[Recorded data]

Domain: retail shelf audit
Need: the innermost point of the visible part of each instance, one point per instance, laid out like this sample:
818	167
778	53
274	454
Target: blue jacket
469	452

• _What the task requires_:
Exactly as they appear above, set down all of the records once more.

• _Response_:
Domain: retail shelf audit
Need: the innermost point of the visible part of each instance, one point per instance, laid out like this sample:
818	167
778	53
274	454
Target: blue jacket
469	452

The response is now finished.